> **DOCUMENT EXTRACT**:

########

The Rudd Government has reinstated gender-neutral identity documents and passports to help transgender people travelling overseas for surgery.
The decision follows an Administrative Appeals Tribunal ruling last year that transgender married couples were entitled to be issued new passports with their correct gender and existing marital status.
The policy review recommended those applications by people who are legally married and in a same-sex relationship should be determined on a case-by-case basis.
Since the AAT decision, five passports have been issued to married sex- and gender-diverse persons, the Department of Foreign Affairs stated in response to Senate questions.
A new limited-validity passport will be available to applicants who wish to travel overseas for gender re-assignment surgery.
Transgender people who have not legally changed genders will also be allowed to apply for an internationally-recognised document of identity (DOI) with the gender field left blank.
Applicants who wish to travel overseas for gender reassignment surgery may be eligible for a limited-validity passport in their intended gender.
Gender Centre spokeswoman Katherine Cummings said gender-neutral documentation wasn’t quite good enough because it draws attention to the traveller. She said the Gender Centre was not consulted when the re-introduced documents were first removed under former foreign minister Alexander Downer, nor were they consulted as part of the recent review.

########

> **EXPLORE THE MATERIAL**:
1. Summarize the article on gender-neutral passports in two sentences.
2. Write the next paragraph of the article on gender-neutral passports, picking up after its final sentence.

> **DATASET EXCERPT**:
########

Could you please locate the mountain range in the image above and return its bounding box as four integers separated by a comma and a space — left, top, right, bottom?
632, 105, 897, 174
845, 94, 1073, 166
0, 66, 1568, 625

########

> **RESULTS OF THE EXERCISE**:
1. The Rudd Government has reinstated gender-neutral identity documents and passports and will offer a limited-validity passport in their intended gender to transgender people traveling overseas for gender reassignment surgery, following a tribunal ruling that transgender married couples were entitled to new passports with their correct gender. A Gender Centre spokeswoman said gender-neutral documentation wasn't quite good enough because it draws attention to the traveler, and that the Centre was consulted neither when the documents were first removed nor during the recent review.

2.
Transgender people deserve the right to show whatever correct gender on the documents they carry, she said.
I don’t think anyone should have to travel on documents that draw attention to them, usually adverse attention from people who are not aware of the true situation of transgender.
The Department advised transgender people using gender-neutral documentation to check with their destination before travelling.
While no complaints have been received from persons actually encountering problems when travelling on Australian DOIs, the letter and acknowledgement receipt have been amended to advise applicants that they should check with the relevant country’s diplomatic representation prior to departure from Australia, as to whether a DOI will be accepted for entry to and exit from the country concerned.